### Text shown
>>>
These “4 R’s” of fertiliser management are vital not only for production efficiency and profitability, but also to improve water quality outcomes in the south west agricultural area.  Phosphorus loss from agricultural landscapes into streams and estuaries is the main contributor to algal blooms and other environmental issues in south west waterways.  Because grazing is the most extensive landuse in these agricultural areas, it is also the greatest contributor to phosphorus loads into these waterbodies.

An important soil test is the phosphorus buffering Index (PBI), which tells you how well the soil retains phosphorus.  For soils with low PBI, a slower release or less soluble form of phosphorus may help to increase production and decrease P loss.

While soil testing is good for assessing phosphorus, potassium, sulphur and pH status of soils, tissue testing is better to determine the micro nutrient status of your pasture.


Understanding Meat Quality – Neroli Smith, MLA

Meat Standards Australia (MSA) is a national eating quality grading system for beef and sheepmeat.  MSA aims to predict eating quality for individual beef and sheepmeat cuts in conjunction with cooking method.  By understanding and controlling the factors that affect eating quality, the industry has the potential to improve average eating quality and reduce variability in beef and sheepmeat products.

Cattle must meet a minimum set of criteria to be given an MSA grade.  These criteria include:

  1. Subcutaneous fat – a minimum of 3mm is required at the rib site and there must be adequate fat distribution
  2. pH – must be below 5.71

Sheep must meet a minimum set of criteria to be given a MSA grade.  These criteria include:

  1. Minimum Fat score 2
  2. Hot Standard Carcase weight above 18kg

If a carcase does not meet the above specifications it is no longer eligible to be packed as a MSA product.  This may incur a financial penalty to producers.

The key factors impacting on eating quality influenced by the producer are:

  • Tropical breed content (TBC), verified or determined by hump height measurement
  • MSA marbling score
  • Ossification score
  • Hormonal Growth Promotant (HGP) status
  • Milk-fed vealer category
  • Saleyard status

The MSA system has utilised advances in technology to provide producers and processors with access to their data via the MSA website .
<<<
### Assignment A
Answer these questions using the text on fertiliser and meat quality:
(i) What does the phosphorus buffering index (PBI) tell you about a soil?
(ii) What minimum subcutaneous fat depth at the rib site must cattle have to receive an MSA grade?
(iii) What hot standard carcase weight must sheep exceed to receive an MSA grade?
### Assignment B
Rewrite the passage of the fertiliser and meat quality text that begins at the words "An important soil" and stops after "of your pasture.", putting "crop" in place of "pasture".
### Assignment C
Extend the text on fertiliser management and meat quality, continuing after its final sentence.
The entries that follow were taken from a separate source.

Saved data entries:
>>>
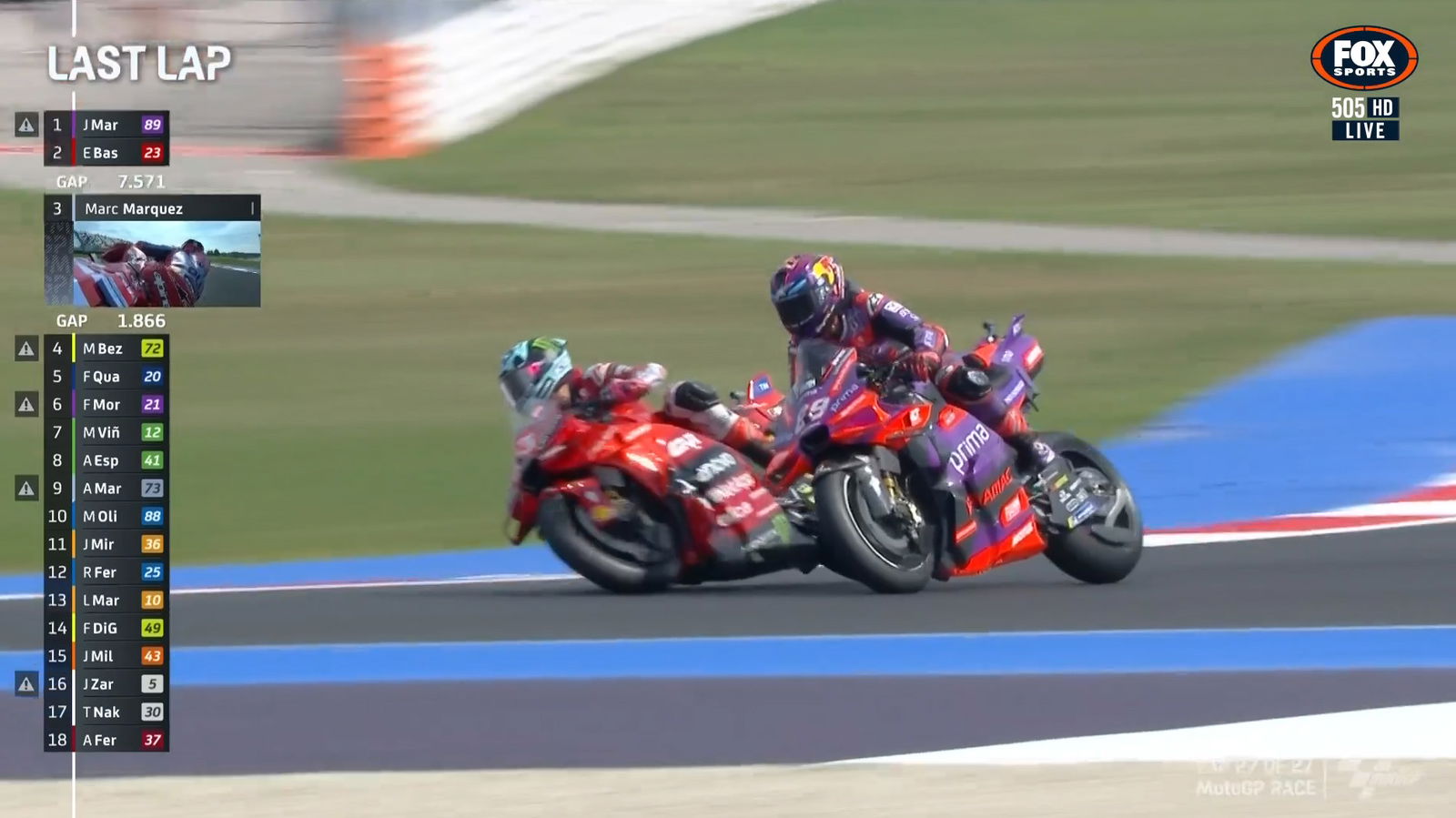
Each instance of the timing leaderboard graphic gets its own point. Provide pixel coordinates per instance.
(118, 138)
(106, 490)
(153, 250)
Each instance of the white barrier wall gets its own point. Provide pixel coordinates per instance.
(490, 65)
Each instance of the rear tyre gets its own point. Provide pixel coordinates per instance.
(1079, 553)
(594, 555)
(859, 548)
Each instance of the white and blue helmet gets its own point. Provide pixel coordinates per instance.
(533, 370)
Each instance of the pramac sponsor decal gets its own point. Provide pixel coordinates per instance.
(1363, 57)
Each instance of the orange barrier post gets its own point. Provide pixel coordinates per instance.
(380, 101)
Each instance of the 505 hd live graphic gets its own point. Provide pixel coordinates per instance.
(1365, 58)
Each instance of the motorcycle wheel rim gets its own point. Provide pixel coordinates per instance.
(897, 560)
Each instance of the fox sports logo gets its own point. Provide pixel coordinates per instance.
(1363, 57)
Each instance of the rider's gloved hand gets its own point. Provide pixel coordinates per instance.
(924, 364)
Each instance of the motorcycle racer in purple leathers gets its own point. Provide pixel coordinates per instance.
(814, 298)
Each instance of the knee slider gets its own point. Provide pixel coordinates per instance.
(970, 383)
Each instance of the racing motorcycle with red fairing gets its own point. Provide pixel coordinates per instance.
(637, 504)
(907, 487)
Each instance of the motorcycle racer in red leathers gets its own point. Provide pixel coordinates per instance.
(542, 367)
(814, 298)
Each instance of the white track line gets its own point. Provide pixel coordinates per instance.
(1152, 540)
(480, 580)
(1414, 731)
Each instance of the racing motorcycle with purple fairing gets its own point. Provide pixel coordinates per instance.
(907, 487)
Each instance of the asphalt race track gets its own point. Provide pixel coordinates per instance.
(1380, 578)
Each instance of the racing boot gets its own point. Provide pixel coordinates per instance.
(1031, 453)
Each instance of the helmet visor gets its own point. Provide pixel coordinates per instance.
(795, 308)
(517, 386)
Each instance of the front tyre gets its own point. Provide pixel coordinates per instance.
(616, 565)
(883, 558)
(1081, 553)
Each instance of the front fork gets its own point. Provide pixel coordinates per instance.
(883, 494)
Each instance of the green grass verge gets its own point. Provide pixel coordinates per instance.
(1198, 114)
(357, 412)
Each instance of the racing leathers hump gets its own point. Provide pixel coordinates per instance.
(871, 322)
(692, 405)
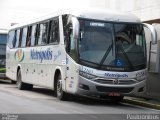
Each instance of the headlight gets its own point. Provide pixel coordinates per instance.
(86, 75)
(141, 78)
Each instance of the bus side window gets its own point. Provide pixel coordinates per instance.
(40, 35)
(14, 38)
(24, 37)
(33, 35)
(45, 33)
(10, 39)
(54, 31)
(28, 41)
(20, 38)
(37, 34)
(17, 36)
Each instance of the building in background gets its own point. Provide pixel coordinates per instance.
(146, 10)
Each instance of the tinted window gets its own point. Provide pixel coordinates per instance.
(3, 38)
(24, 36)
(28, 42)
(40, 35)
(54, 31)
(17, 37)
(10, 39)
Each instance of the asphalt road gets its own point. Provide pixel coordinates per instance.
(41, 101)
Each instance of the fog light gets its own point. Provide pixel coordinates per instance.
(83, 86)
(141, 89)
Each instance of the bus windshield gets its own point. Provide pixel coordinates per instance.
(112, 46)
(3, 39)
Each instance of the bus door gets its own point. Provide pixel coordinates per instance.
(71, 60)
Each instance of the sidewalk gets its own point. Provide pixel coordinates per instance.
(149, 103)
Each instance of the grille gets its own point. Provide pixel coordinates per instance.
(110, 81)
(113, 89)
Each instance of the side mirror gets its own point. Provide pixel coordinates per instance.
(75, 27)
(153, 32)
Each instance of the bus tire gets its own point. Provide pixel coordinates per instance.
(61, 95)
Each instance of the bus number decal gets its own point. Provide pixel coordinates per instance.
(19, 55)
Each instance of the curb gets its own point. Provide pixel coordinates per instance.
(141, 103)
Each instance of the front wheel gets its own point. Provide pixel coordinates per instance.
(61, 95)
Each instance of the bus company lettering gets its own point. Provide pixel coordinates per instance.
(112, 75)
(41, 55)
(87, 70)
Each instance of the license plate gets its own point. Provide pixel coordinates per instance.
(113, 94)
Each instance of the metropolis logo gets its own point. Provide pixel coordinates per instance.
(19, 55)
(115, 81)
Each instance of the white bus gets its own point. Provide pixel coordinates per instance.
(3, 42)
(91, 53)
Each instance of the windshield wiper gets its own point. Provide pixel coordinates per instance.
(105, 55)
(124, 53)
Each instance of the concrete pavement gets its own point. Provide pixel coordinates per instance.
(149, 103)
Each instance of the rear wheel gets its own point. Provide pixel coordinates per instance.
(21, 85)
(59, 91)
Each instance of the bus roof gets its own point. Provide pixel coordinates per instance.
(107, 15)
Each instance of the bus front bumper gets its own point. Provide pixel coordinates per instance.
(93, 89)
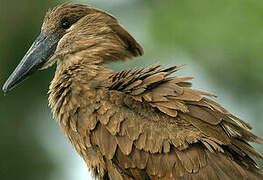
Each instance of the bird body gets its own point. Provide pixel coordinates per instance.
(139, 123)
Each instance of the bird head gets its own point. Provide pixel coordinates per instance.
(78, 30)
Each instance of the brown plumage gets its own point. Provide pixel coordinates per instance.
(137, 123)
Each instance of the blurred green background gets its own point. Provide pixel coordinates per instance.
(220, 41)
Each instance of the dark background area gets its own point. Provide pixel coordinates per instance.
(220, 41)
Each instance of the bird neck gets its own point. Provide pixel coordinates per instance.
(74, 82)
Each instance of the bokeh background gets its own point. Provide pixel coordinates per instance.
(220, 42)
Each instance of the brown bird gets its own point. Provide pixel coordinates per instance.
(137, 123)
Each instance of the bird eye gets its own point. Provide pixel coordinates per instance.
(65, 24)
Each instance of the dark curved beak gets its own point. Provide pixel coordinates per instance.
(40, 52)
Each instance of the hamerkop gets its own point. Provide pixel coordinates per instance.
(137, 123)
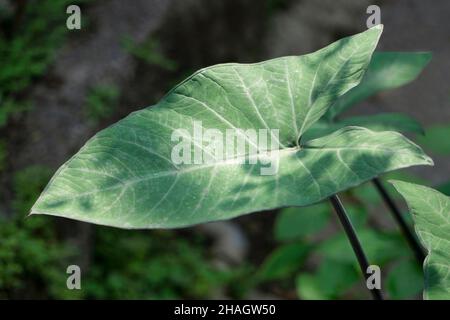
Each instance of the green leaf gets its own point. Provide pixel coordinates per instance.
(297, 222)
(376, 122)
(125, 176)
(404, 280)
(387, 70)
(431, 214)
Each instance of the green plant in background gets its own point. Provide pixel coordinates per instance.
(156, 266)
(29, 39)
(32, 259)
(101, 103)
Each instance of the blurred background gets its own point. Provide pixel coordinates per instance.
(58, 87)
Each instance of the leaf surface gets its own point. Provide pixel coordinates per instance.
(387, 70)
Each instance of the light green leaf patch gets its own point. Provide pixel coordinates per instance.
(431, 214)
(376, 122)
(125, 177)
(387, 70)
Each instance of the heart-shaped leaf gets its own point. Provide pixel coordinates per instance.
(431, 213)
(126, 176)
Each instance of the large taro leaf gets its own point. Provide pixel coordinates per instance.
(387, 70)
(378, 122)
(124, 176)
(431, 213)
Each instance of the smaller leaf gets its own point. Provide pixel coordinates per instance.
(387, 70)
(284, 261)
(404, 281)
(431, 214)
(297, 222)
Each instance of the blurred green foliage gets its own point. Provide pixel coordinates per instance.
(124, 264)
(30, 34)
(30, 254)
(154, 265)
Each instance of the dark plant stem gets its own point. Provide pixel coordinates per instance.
<<<
### Written response A
(i) It tells you how well the soil retains phosphorus.
(ii) A minimum of 3mm.
(iii) 18kg.

### Written response B
An important soil test is the phosphorus buffering Index (PBI), which tells you how well the soil retains phosphorus.  For soils with low PBI, a slower release or less soluble form of phosphorus may help to increase production and decrease P loss.

While soil testing is good for assessing phosphorus, potassium, sulphur and pH status of soils, tissue testing is better to determine the micro nutrient status of your crop.

### Written response C
Nutritional Interventions to decrease dark cutting in grass fed cattle – Cam Jose, Murdoch University

Dark cutting in beef is when carcases are abnormally dark in colour and have a pH greater than 5.7.  Dark meat colour is unappealing to consumers and results in inferior quality, which consumers reject due to poor palatability.  Additionally, dark cutting beef is dryer in texture, variable in tenderness and more prone to bacterial spoilage and reduced shelf life.  Estimated total losses to the Australian beef industry based on a 5.63% national dark cutting average is $19 to $55 million per annum.

Dark cutting is predominately caused by low levels of muscle glycogen at slaughter.  While low levels of glycogen can be a result of stress and exercise in the animal pre-slaughter, it can also be an indication of poor nutrition on farm especially due to seasonal variation in pasture quality in grass-fed cattle.  Late season grass-fed cattle can be at being at a greater risk of dark cutting as the change in feed quality affects the muscle glycogen concentration pre-slaughter.

Muscle glycogen is directly related to the metabolisable energy intake of the cattle, and glycogen concentration in feedlot cattle is typically higher and less variable than grass-fed cattle.  Research suggests that supplementing grass-fed cattle with a high energy restricted ration will increase muscle glycogen concentration at slaughter.  This may be important for grass-fed cattle producers who are finishing cattle without adequate nutrition.

Adapted from “Nutritional interventions to decrease dark cutting in grass fed cattle.” Cameron G Jose, Kate Loudon, Courtney Martino and Peter McGilchrist, School of Veterinary and Life Sciences, Murdoch University.